DIRECTIONS -> Please replace every "Ground" in the lines below with "Locate" and leave everything else unchanged.

[Dataset records]
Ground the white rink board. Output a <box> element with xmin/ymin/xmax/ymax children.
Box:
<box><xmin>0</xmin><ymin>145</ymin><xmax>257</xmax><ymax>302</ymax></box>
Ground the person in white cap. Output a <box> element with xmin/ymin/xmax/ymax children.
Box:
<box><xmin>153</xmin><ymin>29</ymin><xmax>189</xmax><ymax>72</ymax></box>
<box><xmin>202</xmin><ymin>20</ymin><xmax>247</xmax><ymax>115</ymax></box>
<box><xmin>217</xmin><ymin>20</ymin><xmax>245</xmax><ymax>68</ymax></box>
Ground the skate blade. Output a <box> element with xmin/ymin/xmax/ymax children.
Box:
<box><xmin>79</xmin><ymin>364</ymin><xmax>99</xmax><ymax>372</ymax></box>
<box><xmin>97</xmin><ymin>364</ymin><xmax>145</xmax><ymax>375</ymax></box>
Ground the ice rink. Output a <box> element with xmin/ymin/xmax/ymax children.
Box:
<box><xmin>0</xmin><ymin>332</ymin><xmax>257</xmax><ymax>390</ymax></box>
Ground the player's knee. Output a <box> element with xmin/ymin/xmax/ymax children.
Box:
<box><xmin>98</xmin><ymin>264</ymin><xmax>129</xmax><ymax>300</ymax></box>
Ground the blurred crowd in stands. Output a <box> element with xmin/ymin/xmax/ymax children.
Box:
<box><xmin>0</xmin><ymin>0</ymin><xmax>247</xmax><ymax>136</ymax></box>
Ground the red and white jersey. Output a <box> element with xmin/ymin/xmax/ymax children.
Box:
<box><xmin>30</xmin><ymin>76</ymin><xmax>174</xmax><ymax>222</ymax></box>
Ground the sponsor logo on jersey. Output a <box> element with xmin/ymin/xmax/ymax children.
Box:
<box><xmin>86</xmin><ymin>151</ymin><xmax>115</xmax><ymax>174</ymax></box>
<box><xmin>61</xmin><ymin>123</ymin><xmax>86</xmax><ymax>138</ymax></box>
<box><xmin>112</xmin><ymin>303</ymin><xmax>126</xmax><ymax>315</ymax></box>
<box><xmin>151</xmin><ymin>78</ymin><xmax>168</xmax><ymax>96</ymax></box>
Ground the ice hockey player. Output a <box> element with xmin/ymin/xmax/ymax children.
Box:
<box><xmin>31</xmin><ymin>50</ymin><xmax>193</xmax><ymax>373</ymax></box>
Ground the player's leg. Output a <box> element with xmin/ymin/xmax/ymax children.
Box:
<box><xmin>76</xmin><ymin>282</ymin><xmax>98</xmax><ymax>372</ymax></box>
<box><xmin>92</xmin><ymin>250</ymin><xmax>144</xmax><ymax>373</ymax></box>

SOLUTION TO THIS TASK ->
Locate the white rink board. Output a <box> element with xmin/ymin/xmax/ymax children.
Box:
<box><xmin>0</xmin><ymin>145</ymin><xmax>257</xmax><ymax>302</ymax></box>
Locate the person in white cap. Output a <box> element with xmin/ymin/xmax/ymax children.
Box:
<box><xmin>153</xmin><ymin>29</ymin><xmax>189</xmax><ymax>72</ymax></box>
<box><xmin>202</xmin><ymin>20</ymin><xmax>247</xmax><ymax>115</ymax></box>
<box><xmin>217</xmin><ymin>20</ymin><xmax>245</xmax><ymax>68</ymax></box>
Locate the skate blade. Output a <box> element with xmin/ymin/xmax/ymax children.
Box:
<box><xmin>79</xmin><ymin>364</ymin><xmax>99</xmax><ymax>372</ymax></box>
<box><xmin>97</xmin><ymin>364</ymin><xmax>145</xmax><ymax>375</ymax></box>
Locate the ice rink. Output a <box> element with xmin/ymin/xmax/ymax children.
Box:
<box><xmin>0</xmin><ymin>332</ymin><xmax>257</xmax><ymax>390</ymax></box>
Locate the player's knee. Output a <box> element with xmin/ymin/xmax/ymax children.
Box:
<box><xmin>98</xmin><ymin>264</ymin><xmax>129</xmax><ymax>300</ymax></box>
Locate the blurred crowd in stands. Output a <box> element with xmin/ymin/xmax/ymax children.
Box:
<box><xmin>0</xmin><ymin>0</ymin><xmax>247</xmax><ymax>136</ymax></box>
Locate the red and white jersey. Output a <box> element with xmin/ymin/xmax/ymax children.
Box:
<box><xmin>30</xmin><ymin>76</ymin><xmax>174</xmax><ymax>222</ymax></box>
Locate the sponsor logo on jersey. Output a <box> element with xmin/ymin/xmax/ymax children.
Box:
<box><xmin>86</xmin><ymin>151</ymin><xmax>115</xmax><ymax>174</ymax></box>
<box><xmin>61</xmin><ymin>123</ymin><xmax>86</xmax><ymax>138</ymax></box>
<box><xmin>112</xmin><ymin>303</ymin><xmax>126</xmax><ymax>315</ymax></box>
<box><xmin>151</xmin><ymin>78</ymin><xmax>168</xmax><ymax>96</ymax></box>
Locate the ice hockey player. Output a <box> element with xmin/ymin/xmax/ymax children.
Box:
<box><xmin>31</xmin><ymin>50</ymin><xmax>193</xmax><ymax>373</ymax></box>
Locate the player's leg. Output a <box> element with xmin/ymin/xmax/ymax children.
Box:
<box><xmin>76</xmin><ymin>282</ymin><xmax>98</xmax><ymax>372</ymax></box>
<box><xmin>92</xmin><ymin>250</ymin><xmax>144</xmax><ymax>373</ymax></box>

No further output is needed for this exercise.